(Dataset content)

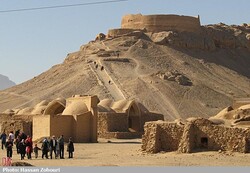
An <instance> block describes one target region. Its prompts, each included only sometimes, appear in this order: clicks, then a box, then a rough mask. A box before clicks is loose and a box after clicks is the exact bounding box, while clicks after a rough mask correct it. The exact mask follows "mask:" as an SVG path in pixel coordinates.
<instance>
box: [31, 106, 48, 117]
mask: <svg viewBox="0 0 250 173" xmlns="http://www.w3.org/2000/svg"><path fill="white" fill-rule="evenodd" d="M46 108H47V106H46V105H43V106H36V107H35V108H34V109H33V110H32V112H31V114H32V115H39V114H43V112H44V110H45V109H46Z"/></svg>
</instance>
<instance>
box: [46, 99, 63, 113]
mask: <svg viewBox="0 0 250 173" xmlns="http://www.w3.org/2000/svg"><path fill="white" fill-rule="evenodd" d="M64 109H65V104H63V103H62V102H61V101H58V100H53V101H52V102H50V103H49V104H48V106H47V107H46V109H45V110H44V113H43V114H44V115H57V114H61V113H62V112H63V111H64Z"/></svg>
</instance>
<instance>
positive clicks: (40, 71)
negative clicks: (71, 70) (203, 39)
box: [0, 0, 250, 84]
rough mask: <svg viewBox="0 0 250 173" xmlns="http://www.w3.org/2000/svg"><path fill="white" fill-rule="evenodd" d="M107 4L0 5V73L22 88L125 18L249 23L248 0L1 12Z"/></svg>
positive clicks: (26, 4)
mask: <svg viewBox="0 0 250 173" xmlns="http://www.w3.org/2000/svg"><path fill="white" fill-rule="evenodd" d="M105 1H109V0H0V74H3V75H5V76H8V77H9V78H10V79H11V80H12V81H14V82H16V83H17V84H20V83H22V82H24V81H26V80H29V79H32V78H33V77H35V76H37V75H39V74H40V73H42V72H44V71H46V70H48V69H50V68H51V67H52V66H53V65H56V64H60V63H62V62H63V60H64V59H65V57H66V55H67V54H68V53H71V52H75V51H78V50H79V48H80V46H81V45H84V44H86V43H88V42H89V41H91V40H94V39H95V37H96V35H97V34H98V33H101V32H102V33H107V31H108V29H111V28H120V24H121V18H122V16H123V15H126V14H138V13H141V14H145V15H149V14H177V15H187V16H198V15H200V20H201V24H202V25H207V24H216V23H219V22H223V23H225V24H228V25H231V24H238V25H241V24H242V23H250V12H249V7H250V1H249V0H237V1H236V0H209V1H203V0H128V1H122V2H112V3H102V4H95V5H82V6H72V7H65V8H53V9H52V8H51V9H43V10H30V11H16V12H4V11H6V10H16V9H28V8H39V7H48V6H60V5H70V4H83V3H93V2H105Z"/></svg>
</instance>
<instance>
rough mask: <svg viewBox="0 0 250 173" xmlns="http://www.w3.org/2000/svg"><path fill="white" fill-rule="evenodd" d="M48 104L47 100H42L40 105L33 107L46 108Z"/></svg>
mask: <svg viewBox="0 0 250 173" xmlns="http://www.w3.org/2000/svg"><path fill="white" fill-rule="evenodd" d="M48 104H49V102H48V101H47V100H43V101H41V102H40V103H38V104H37V105H36V106H35V107H40V106H47V105H48Z"/></svg>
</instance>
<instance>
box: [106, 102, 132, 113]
mask: <svg viewBox="0 0 250 173" xmlns="http://www.w3.org/2000/svg"><path fill="white" fill-rule="evenodd" d="M132 103H133V101H129V100H119V101H117V102H114V103H113V105H112V107H111V108H112V109H113V110H115V111H116V112H126V111H127V110H128V109H129V108H130V106H131V104H132Z"/></svg>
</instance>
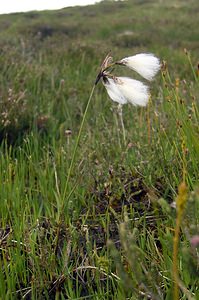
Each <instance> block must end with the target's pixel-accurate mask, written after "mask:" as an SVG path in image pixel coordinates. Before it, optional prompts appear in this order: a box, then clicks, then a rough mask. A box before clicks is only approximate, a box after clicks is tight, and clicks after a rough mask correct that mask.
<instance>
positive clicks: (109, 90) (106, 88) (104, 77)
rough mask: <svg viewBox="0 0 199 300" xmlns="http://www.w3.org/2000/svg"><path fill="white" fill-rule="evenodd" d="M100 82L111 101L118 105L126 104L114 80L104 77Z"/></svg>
mask: <svg viewBox="0 0 199 300" xmlns="http://www.w3.org/2000/svg"><path fill="white" fill-rule="evenodd" d="M102 82H103V84H104V86H105V88H106V90H107V93H108V95H109V97H110V98H111V99H112V100H113V101H115V102H118V103H119V104H125V103H127V100H126V98H125V97H124V95H123V94H122V93H121V91H120V90H119V89H118V85H117V84H116V80H115V78H114V79H112V78H108V77H104V78H103V81H102Z"/></svg>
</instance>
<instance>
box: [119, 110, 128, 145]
mask: <svg viewBox="0 0 199 300" xmlns="http://www.w3.org/2000/svg"><path fill="white" fill-rule="evenodd" d="M118 114H119V117H120V123H121V126H122V133H123V140H124V144H125V145H126V132H125V127H124V121H123V114H122V105H121V104H119V105H118Z"/></svg>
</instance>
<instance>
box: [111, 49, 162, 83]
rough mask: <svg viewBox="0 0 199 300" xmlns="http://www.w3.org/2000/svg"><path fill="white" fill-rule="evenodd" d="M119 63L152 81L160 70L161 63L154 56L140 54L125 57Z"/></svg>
mask: <svg viewBox="0 0 199 300" xmlns="http://www.w3.org/2000/svg"><path fill="white" fill-rule="evenodd" d="M117 63H118V64H122V65H125V66H127V67H128V68H130V69H132V70H134V71H136V72H137V73H139V74H140V75H141V76H142V77H144V78H145V79H147V80H150V81H151V80H153V78H154V76H155V75H156V74H157V72H158V71H159V70H160V61H159V59H158V58H157V57H156V56H154V55H153V54H146V53H140V54H136V55H134V56H129V57H125V58H123V59H122V60H120V61H119V62H117Z"/></svg>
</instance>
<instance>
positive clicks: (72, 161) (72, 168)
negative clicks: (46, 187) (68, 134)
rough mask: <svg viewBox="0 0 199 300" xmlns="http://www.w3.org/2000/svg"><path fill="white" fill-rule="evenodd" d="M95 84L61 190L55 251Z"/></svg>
mask: <svg viewBox="0 0 199 300" xmlns="http://www.w3.org/2000/svg"><path fill="white" fill-rule="evenodd" d="M95 86H96V84H94V85H93V88H92V90H91V93H90V96H89V99H88V102H87V105H86V108H85V111H84V115H83V118H82V122H81V125H80V128H79V132H78V136H77V140H76V143H75V148H74V151H73V156H72V159H71V162H70V166H69V169H68V175H67V179H66V184H65V188H64V192H63V196H62V204H61V208H60V209H59V214H58V226H57V234H56V239H55V247H54V249H55V250H54V252H55V253H56V252H57V249H58V243H59V236H60V230H61V221H62V216H63V214H64V211H65V208H66V206H67V205H68V201H69V199H70V197H71V195H72V194H73V192H74V190H75V188H76V185H75V186H74V187H73V188H72V190H71V191H70V193H69V194H68V196H67V198H66V194H67V191H68V184H69V180H70V177H71V173H72V170H73V167H74V163H75V158H76V154H77V148H78V146H79V142H80V138H81V134H82V130H83V126H84V123H85V120H86V115H87V112H88V108H89V106H90V102H91V99H92V96H93V93H94V90H95ZM65 198H66V199H65Z"/></svg>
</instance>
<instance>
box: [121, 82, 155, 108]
mask: <svg viewBox="0 0 199 300" xmlns="http://www.w3.org/2000/svg"><path fill="white" fill-rule="evenodd" d="M117 79H118V82H120V83H119V84H118V89H119V90H120V92H121V93H122V94H123V95H124V97H125V98H126V100H127V101H128V102H129V103H131V104H133V105H139V106H146V105H147V103H148V100H149V97H150V94H149V89H148V86H146V85H144V84H143V83H142V82H141V81H138V80H134V79H131V78H129V77H117Z"/></svg>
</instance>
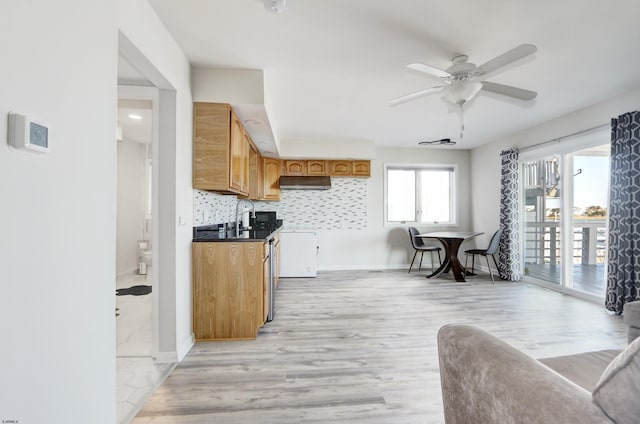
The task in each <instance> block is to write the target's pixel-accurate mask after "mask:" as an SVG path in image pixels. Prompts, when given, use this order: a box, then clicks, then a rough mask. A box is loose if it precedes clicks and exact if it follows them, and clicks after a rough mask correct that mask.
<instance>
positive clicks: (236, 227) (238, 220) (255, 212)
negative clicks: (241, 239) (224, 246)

(End Dataset content)

Exercise details:
Using the records above, pull out each line where the word "negative" occurs.

Solution:
negative clicks: (71, 70) (203, 39)
negative clicks: (46, 187) (68, 134)
negative clicks: (241, 239) (224, 246)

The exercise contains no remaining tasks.